[Stored records]

=== Begin Enclosure ===

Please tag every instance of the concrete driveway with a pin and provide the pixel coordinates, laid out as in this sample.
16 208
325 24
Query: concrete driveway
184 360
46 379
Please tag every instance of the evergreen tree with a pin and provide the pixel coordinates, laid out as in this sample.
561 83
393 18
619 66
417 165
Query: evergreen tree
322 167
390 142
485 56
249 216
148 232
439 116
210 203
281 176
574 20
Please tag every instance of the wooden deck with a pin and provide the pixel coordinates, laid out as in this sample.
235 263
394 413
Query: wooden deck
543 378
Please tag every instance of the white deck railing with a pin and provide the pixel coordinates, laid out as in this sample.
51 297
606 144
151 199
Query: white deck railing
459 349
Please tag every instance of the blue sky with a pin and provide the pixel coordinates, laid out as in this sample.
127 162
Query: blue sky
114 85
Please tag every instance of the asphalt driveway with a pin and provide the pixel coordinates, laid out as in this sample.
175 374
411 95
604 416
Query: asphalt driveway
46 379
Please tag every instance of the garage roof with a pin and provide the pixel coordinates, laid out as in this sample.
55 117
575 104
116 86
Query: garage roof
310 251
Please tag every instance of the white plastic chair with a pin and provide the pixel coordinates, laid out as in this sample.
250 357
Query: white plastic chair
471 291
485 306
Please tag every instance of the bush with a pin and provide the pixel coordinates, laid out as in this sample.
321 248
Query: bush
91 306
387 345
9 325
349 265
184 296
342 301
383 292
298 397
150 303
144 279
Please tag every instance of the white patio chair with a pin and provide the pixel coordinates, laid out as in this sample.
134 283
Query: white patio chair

=== End Enclosure ===

PROMPT:
Every entry above, from first to last, should be repeated exactly.

EXPECTED OUTPUT:
Please tag every instance of the concrete driveway with a pin and provide the pixel coordinates, laid out as in this sample.
16 208
325 24
Query: concrete driveway
184 360
46 379
Please tag every instance of the evergreen tree with a pin and provide the pixel coordinates, laid out as in this sample.
561 83
393 18
619 66
417 165
Query: evergreen tree
322 167
390 142
485 56
249 216
148 232
439 116
210 203
281 176
574 20
Please tag every instance of the wooden deck with a pin and provide the pixel coordinates, laid out as in this sample.
235 263
394 413
Query: wooden deck
543 378
Please tag every instance of the white deck railing with a pin and provide the pixel coordinates, laid out as in this sample.
51 297
606 144
151 199
Query: white deck railing
459 349
Please tag every instance of the blue sky with a pin and provide the pixel coordinates, laid out as in this sample.
127 162
Query: blue sky
114 85
Please tag every instance of the asphalt driveway with a pin and provide the pixel coordinates, laid out as in this sample.
175 374
411 95
604 416
Query: asphalt driveway
46 379
Please tag every instance of the garage roof with a pin and provide the pixel coordinates, laid out as in this sample.
55 117
575 104
116 86
Query: garage roof
310 251
Please tag every instance of the white plastic chair with a pin and provide the pixel coordinates, laid out as in this sample.
250 357
Query: white plastic chair
471 291
485 306
Please tag every instance of the bush with a pin and provide the pixel coordinates, laid out as in this sample.
321 248
Query: bush
91 306
387 345
9 325
349 265
184 296
342 301
383 292
298 397
150 303
144 279
Please tag every instance of the white patio chair with a pin and provide the pixel coordinates, laid out as in this sample.
134 283
Query: white patio chair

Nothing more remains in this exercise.